▸ **Excerpted passage**:
* * *
Her tenant is Thad. (I am scared to pronounce that one out loud) He is an archeologist, but also a spy. (Totally not a spoiler, btw). He is rude, abrupt, divorced and injured (it was like the story-plot jackpot!). He just wants to rent a room and be left alone….

Jay’s friends place a personal ad in the classifieds as a surprise birthday present. Jay ends up on a number of blind dates, all the while she and Thad are (reluctantly) connecting over phone issues, broken ladders, injuries and scrambled eggs.

You can see it coming a mile away, but they are both lovely, I couldn’t help but be enchanted by them.

Le sigh…

Interesting things I did notice (possibly because I read 14 in a row), were the similarities and idiosyncrasies that cropped up in almost every novel.

  • Heroines are widowed or recently dumped/ divorced
  • Heroes and heroines have physical irregularities (i.e, Hero was missing an eye, another had been injured by shrapnel, a heroine had a hip issue that also caused her to limp.(11 of the 14)
  • Heroes are often prematurely grey, and/or mature (38-45), having been divorced by a heartless or uncaring female in their early 20s (9 of 14)
  • Browning seems to have a thing for chipped incisor teeth and overlapping teeth, because in FIVE separate books the hero or heroine had one.
  • Her love scenes are hilarious, in the sense that they are all almost exactly the same – there is a formula and clearly Browning stuck with it. I got confused at one point and thought I accidentally flicked back into another story, but no, it was just two different characters doing EXACTLY the same bench-pressing as previous ones.
  • Heroines are always having their apartment buildings being made into condos or sold out from under them, leaving them homeless (6 of 14)
  • Browning seems to pick a particular smell mixture of a person and then refer to it in EXACTLY the same way throughout the book – which isn’t strange as such – but the scents she picks? They be a wee odd: corn tassels, soap and shampoo was one and for the life of me, I just can’t get that mixture. (14 of 14)
  • Heroines injure themselves at least once in each novel and require assistance from the hero; a favourite (5 of 14) was heroine tripping over, falling on pavement and skinning up knees and hands, thus requiring first aid, bandages and possibly the removal of their pants… As a point of difference, one almost drowned, but towards the end I started feeling like intro-porn music should be inserted at these points: bow-chicca-bow-booow…

Also: NOT a single blurb matched the actual plot of the novel, which makes me think:

highly plausible no?
* * *
▸ **Stored data**:
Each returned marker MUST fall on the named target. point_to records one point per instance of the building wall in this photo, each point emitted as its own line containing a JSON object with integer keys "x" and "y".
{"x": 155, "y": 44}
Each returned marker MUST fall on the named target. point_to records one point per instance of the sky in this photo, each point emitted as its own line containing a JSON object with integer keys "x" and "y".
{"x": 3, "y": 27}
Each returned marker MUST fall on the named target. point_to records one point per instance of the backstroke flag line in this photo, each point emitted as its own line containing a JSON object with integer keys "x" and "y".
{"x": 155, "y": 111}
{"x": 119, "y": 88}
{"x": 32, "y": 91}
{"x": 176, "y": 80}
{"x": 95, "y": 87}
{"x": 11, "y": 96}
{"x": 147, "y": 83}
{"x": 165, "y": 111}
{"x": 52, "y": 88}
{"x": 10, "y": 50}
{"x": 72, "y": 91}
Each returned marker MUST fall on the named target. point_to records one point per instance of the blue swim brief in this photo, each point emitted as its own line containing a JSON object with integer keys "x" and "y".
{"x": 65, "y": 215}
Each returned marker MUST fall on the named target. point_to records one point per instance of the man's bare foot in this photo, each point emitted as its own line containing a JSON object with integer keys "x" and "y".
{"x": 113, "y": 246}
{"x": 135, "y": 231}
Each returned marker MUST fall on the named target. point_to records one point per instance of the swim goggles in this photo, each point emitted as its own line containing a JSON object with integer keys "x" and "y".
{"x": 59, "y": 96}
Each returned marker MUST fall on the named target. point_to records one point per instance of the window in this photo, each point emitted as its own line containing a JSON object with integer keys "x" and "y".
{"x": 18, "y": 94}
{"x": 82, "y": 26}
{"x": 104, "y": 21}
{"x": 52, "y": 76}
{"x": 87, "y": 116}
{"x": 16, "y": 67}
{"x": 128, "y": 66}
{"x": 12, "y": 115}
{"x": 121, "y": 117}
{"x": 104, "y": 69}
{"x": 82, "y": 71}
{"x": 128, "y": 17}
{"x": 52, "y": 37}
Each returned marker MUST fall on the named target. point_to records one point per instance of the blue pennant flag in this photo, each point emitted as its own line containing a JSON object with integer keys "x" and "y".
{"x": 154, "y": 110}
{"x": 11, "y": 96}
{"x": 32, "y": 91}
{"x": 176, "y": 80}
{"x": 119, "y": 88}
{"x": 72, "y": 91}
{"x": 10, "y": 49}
* * *
▸ **Set task A**: Copy the stretch of the romance novel review from "Her tenant is" through "be left alone…." word for word.
▸ **Set task B**: Take the romance novel review further, starting after its last sentence.

▸ **Final answer A**:
Her tenant is Thad. (I am scared to pronounce that one out loud) He is an archeologist, but also a spy. (Totally not a spoiler, btw). He is rude, abrupt, divorced and injured (it was like the story-plot jackpot!). He just wants to rent a room and be left alone….

▸ **Final answer B**:
But, none of that diminishes the books. Possibly they just found me at the right time, but I think there is a place in all romance reader shelves for light and fluffy books that harbour occasionally surprising hints of depth.


It was the first time he had actually dealt one-on-one with any child since Johnny. And while he would never have deliberately sought out a kid for that purpose, he thought he had handled it pretty well. He hadn’t cried. He hadn’t hated them both for not being Johnny. Instead he had let each one of them sit on a machine while he answered their questions, and then driven them home, all without falling apart.

He was mending. He would never get over the loss of his own son, but that didn’t mean he had to go through life avoiding any kid under the age of twelve, the way he had done for the first few years.


I’m not even telling you which one that came from…you’ll just have to read them all and find out for your self  (maniacal laugh)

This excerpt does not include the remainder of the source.